Stated exercise
In the listing below, locate the line containing "Practice task. Find the neighboring"; reproduce that line and all lines that follow it, unchanged.

Available data
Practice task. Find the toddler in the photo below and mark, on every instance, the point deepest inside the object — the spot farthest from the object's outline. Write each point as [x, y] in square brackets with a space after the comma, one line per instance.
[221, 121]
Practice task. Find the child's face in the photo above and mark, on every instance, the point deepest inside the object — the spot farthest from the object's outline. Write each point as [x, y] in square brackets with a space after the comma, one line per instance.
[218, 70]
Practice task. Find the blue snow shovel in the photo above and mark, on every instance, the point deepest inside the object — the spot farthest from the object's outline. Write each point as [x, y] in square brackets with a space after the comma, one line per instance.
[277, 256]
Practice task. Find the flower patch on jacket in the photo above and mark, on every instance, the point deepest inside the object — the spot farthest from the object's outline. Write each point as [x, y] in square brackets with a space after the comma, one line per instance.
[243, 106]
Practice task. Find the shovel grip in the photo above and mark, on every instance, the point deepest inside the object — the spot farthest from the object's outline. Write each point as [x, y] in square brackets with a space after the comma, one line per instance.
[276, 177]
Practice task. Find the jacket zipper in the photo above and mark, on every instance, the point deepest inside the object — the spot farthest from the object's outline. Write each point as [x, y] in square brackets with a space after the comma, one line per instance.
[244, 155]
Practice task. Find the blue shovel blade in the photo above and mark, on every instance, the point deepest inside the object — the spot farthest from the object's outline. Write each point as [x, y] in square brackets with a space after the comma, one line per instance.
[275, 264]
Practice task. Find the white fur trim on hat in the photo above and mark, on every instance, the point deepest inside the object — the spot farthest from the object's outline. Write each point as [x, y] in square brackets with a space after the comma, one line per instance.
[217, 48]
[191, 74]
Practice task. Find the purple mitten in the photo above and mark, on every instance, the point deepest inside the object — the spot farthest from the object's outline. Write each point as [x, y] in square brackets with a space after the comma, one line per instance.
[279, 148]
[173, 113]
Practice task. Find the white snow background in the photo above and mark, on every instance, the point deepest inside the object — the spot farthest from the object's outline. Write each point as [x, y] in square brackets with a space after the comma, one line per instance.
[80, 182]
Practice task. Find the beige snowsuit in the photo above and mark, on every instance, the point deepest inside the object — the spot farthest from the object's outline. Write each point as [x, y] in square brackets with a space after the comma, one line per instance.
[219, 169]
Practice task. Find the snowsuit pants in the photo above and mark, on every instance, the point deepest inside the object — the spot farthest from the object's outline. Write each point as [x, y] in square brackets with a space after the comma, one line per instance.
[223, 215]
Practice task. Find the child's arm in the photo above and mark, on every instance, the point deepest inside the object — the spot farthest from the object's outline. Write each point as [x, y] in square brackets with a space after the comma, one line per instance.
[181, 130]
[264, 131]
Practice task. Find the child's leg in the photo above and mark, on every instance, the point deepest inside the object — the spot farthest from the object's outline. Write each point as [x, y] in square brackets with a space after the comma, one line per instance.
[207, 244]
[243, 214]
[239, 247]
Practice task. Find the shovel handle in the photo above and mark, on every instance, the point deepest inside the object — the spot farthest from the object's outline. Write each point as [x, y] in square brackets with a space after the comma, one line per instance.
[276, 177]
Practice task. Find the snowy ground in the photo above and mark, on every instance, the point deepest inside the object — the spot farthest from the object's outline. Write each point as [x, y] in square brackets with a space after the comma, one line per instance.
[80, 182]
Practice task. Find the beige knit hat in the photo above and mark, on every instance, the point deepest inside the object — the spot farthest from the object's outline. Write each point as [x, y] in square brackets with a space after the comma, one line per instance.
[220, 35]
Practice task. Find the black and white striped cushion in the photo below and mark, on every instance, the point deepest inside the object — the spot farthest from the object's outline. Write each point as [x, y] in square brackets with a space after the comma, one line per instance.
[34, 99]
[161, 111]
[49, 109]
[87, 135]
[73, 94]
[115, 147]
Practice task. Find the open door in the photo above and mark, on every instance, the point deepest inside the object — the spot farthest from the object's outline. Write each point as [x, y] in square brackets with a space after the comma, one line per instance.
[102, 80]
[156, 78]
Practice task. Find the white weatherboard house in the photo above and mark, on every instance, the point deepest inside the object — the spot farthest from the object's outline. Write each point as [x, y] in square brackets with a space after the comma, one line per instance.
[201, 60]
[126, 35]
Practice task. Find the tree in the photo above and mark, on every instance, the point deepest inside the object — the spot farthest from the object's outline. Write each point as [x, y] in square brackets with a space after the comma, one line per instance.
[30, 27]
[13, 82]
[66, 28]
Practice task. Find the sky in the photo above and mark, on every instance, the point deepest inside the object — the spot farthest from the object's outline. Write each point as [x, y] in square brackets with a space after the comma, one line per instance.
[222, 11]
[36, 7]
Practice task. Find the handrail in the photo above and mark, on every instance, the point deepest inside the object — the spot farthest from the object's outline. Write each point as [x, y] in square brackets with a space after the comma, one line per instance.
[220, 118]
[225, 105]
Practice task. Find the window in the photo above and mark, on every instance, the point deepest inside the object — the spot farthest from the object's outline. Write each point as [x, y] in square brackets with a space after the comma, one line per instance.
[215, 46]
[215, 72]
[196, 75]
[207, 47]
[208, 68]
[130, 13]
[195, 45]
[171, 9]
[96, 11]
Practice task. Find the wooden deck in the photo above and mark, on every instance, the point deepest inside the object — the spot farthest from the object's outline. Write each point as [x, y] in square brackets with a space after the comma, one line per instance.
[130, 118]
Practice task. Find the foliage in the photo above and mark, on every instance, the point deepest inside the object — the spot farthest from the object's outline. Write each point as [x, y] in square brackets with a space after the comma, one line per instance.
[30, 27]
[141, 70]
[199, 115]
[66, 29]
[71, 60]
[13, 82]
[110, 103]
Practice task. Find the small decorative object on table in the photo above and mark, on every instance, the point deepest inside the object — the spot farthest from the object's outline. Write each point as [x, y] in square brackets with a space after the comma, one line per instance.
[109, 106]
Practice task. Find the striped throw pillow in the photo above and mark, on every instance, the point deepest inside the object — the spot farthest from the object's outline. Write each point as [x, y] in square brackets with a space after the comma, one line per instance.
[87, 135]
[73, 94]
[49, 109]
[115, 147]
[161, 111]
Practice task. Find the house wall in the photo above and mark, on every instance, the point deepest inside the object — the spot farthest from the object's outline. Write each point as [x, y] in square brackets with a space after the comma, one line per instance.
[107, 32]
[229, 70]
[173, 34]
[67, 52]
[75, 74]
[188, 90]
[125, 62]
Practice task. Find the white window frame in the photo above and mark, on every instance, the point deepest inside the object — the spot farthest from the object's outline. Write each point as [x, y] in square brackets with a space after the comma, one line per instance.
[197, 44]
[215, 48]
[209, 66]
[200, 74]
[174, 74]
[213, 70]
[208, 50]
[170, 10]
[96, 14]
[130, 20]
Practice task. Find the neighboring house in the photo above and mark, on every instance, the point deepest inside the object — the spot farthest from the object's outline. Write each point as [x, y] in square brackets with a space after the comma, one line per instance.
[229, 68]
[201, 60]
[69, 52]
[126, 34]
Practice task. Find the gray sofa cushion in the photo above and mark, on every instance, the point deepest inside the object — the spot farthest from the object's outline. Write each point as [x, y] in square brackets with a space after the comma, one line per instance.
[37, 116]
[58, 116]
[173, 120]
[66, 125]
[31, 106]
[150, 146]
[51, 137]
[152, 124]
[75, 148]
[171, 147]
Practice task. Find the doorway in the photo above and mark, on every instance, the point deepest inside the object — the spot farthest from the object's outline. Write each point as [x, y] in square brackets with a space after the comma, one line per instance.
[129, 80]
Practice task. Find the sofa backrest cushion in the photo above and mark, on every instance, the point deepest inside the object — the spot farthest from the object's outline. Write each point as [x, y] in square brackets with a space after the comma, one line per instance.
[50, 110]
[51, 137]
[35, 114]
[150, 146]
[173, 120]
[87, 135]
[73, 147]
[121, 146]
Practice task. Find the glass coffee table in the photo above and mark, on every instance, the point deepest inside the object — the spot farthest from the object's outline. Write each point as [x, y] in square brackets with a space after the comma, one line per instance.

Solution to this problem
Practice task. Find the neighboring house in the photo above and mark, on every instance, the point deepest inside the object — the spot farthest from the object's outline. Write each point as [x, y] in square brackets with a space after the comma, one line per instance.
[229, 68]
[201, 60]
[69, 52]
[126, 34]
Practice task. Find the gray sofa cushion in the photo above and mark, on every instance, the point deepest inside the object — the spot farthest from the object's outline. Write each point as [x, y] in square brackets with a space after the comma, one line per instance.
[37, 116]
[58, 116]
[173, 120]
[66, 125]
[31, 106]
[150, 146]
[51, 137]
[152, 124]
[75, 148]
[171, 147]
Practice task. Find the doorway in the photo above and mark, on every instance, the point deepest inside the object — the spot farthest from the object's outline. Write each point as [x, y] in square brackets with a space after the comma, one line per instance.
[129, 80]
Practice task. Find the sofa backrest cushion in the photo above and mark, on every instance, the point deepest inside the object — the spot farthest from the object's outline. Write each point as [x, y] in square brackets with a space after the comma, one line per instance.
[50, 110]
[51, 137]
[35, 114]
[150, 146]
[173, 120]
[87, 135]
[73, 147]
[121, 146]
Practice task. Find the glass coffee table in the photo above and mark, on every instance, the point deepest inside the object — the spot farthest from the object's outline. Write each point as [x, y] in square brackets with a space after the comma, one line per instance.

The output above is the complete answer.